## Instruction 1:
According to the passage on the National Congress of the Kuomintang, which body convenes the National Congress?
## Instruction 2:
Summarize the passage on the National Congress of the Kuomintang in two sentences.
## Instruction 3:
Using the passage on the National Congress of the Kuomintang, state whether each statement agrees with it, and answer yes or no with the deciding words quoted from the passage:
(a) Delegates to the National Congress may be re-elected.
(b) Since 2001, the National Congress has elected the Party Chairman.
(c) The Kuomintang held its 1st National Congress in 1923.

- Emblem of the Kuomintang

Type
- Type: Party meeting
- Term limits: Four years

Leadership
- Authority: Constitution of the Kuomintang
- Jurisdiction: Kuomintang

= National Congress of the Kuomintang =

Taiwanese political party body

The National Congress of the Kuomintang is the highest organ of power in the Kuomintang. It is held annually and convened by the Central Committee.

Delegates to the National Congress serve a four-year term, with no restrictions prohibiting re-election. They are composed of delegates elected by party branches at all levels, members of the Central Committee, and delegates approved by the Central Committee's Standing Committee, with the latter two groups comprising no more than one-third. In addition to the regular annual meetings, the Central Committee may convene an extraordinary National Congress if deemed necessary or upon request by more than half of the municipal, county, or city-level party branches.

== History ==
In 1923, Sun Yat-sen, Premier of the Kuomintang, accepted the advice of Mikhail Borodin, a Soviet advisor to the Communist International, and reorganized the Kuomintang into a Leninist party, modeled after the Russian Communist Party (Bolshevik) system, to facilitate the promotion of the "National Revolution" in China. The following year, the Kuomintang held its 1st National Congress. Throughout the Northern Expedition of the National Revolutionary Army, the Chinese Civil War, and even after the relocation of the ROC government to Taiwan in 1949, the Kuomintang maintained the rigid structure of a Leninist party.

Following Taiwan's democratization in the 1990s, the ROC government established a liberal democratic party system in areas under its de facto control, and the Kuomintang's delegates to its National Congress began implementing term limits. After losing power in the 2000 presidential election, the Kuomintang further restructured its organizational structure, strengthening direct democracy mechanisms among members and increasing the frequency of its National Congress meetings to better reflect grassroots public opinion and adapt to Taiwan's democratic electoral system. While the Kuomintang's current party system has aligned itself with those of mainstream democracies worldwide, it still retains some vestiges of a rigid political system.

Changes in the Kuomintang's Constitution regarding the Powers of the National Congress
| matter | Early regulations | Current regulations |
|---|---|---|
| Frequency of National Congress meetings | Unfixed, delegates are elected upon the Central Committee's decision (until 1993), with a four-year term and meetings every two years (1993–2013) | Representatives serve four-year terms and meet annually (since 2013) |
| Election of the Party Chairman | National Congress election (2001) | Direct election by all party members (since 2001) |
| Nomination of candidates for President and Vice President of the Republic of China | Adopted by the plenary session of the Central Committee (1996–2016), adopted by the National Congress (1996–2016) | After nomination and election, it is submitted to the National Congress for approval (starting from 2016) |

== Powers ==
According to Article 19 of the Kuomintang Constitution, the main powers of the National Congress are:

1. Explain the Party Constitution.
2. Amend the Party Constitution.
3. Determine the policy agenda.
4. Review the work of the Central Committee.
5. Discuss party affairs and political issues.
6. Agree to appoint the Vice Chairman nominated by the Party Chairman.
7. Approve or ratify the Central Review Committee members nominated by the Party Chairman.

## Dataset extract:

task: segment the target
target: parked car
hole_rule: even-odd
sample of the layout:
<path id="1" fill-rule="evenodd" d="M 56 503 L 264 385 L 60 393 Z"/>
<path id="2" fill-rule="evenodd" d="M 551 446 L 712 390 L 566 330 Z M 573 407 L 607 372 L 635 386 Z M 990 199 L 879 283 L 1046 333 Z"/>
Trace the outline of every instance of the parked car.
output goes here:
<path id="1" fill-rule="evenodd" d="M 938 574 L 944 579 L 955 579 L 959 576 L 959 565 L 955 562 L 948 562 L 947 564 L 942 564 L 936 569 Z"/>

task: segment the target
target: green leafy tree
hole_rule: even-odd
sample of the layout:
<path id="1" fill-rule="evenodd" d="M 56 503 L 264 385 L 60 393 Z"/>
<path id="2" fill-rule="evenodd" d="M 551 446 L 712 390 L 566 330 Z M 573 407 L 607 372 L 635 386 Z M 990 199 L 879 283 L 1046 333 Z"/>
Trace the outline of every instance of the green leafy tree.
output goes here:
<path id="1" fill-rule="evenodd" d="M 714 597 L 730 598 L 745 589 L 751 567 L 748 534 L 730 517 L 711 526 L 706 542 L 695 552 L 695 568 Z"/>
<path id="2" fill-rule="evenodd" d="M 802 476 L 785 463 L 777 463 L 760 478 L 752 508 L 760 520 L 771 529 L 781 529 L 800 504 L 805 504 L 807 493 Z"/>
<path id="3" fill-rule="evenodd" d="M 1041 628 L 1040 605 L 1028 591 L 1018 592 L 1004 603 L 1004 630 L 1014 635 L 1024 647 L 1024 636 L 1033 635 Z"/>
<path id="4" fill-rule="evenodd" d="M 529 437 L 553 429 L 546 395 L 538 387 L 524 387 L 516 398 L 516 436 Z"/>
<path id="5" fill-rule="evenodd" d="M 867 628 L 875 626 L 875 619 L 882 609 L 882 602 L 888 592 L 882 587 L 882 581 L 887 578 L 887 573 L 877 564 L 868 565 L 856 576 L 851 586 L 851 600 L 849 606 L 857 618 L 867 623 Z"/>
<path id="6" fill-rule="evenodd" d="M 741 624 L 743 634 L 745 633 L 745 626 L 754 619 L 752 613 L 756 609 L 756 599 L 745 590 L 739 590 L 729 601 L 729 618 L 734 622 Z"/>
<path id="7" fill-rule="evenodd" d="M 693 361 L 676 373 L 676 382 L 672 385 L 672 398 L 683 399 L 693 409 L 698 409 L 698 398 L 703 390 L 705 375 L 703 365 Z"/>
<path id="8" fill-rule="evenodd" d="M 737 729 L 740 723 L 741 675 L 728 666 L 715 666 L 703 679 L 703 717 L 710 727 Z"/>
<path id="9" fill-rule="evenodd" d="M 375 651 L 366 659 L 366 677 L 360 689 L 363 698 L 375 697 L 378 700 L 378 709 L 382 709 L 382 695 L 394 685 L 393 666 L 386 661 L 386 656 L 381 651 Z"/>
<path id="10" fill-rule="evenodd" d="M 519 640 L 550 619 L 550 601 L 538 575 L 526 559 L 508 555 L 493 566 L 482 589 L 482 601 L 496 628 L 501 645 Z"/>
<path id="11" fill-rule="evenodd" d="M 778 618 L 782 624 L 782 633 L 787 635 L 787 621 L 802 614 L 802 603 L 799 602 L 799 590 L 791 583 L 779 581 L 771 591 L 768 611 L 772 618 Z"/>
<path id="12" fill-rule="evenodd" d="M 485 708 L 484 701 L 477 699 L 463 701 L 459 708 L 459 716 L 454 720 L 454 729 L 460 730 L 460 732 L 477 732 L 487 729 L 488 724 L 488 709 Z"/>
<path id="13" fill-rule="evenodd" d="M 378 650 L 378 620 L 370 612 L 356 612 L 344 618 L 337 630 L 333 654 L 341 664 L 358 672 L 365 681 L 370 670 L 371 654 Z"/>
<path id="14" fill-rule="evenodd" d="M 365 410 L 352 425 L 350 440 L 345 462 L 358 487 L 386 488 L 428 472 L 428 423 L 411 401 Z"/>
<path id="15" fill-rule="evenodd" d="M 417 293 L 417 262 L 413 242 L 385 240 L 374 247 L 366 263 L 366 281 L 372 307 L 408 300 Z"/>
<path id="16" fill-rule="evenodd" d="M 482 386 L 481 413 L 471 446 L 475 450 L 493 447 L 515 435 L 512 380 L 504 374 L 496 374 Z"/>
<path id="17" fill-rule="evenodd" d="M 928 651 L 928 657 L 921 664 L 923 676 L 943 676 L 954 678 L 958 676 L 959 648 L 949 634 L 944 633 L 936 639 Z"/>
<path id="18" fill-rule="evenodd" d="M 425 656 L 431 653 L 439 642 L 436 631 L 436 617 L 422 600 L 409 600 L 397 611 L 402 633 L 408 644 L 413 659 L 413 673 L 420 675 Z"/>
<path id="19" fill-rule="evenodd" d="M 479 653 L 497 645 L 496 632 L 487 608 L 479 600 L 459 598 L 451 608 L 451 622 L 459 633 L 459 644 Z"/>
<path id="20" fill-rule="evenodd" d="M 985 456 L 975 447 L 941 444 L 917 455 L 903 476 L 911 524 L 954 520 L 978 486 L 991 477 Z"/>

## Expected answer 1:
The Central Committee convenes it.

## Expected answer 2:
The National Congress is the Kuomintang's highest organ of power, meets annually, and is made up of delegates who serve four-year terms with no restrictions prohibiting re-election. The party, reorganized as a Leninist party in 1923, began term limits for its delegates after Taiwan's democratization in the 1990s and restructured further after losing power in the 2000 presidential election.

## Expected answer 3:
(a) Yes: "with no restrictions prohibiting re-election"
(b) No: "Direct election by all party members (since 2001)"
(c) No: "The following year, the Kuomintang held its 1st National Congress."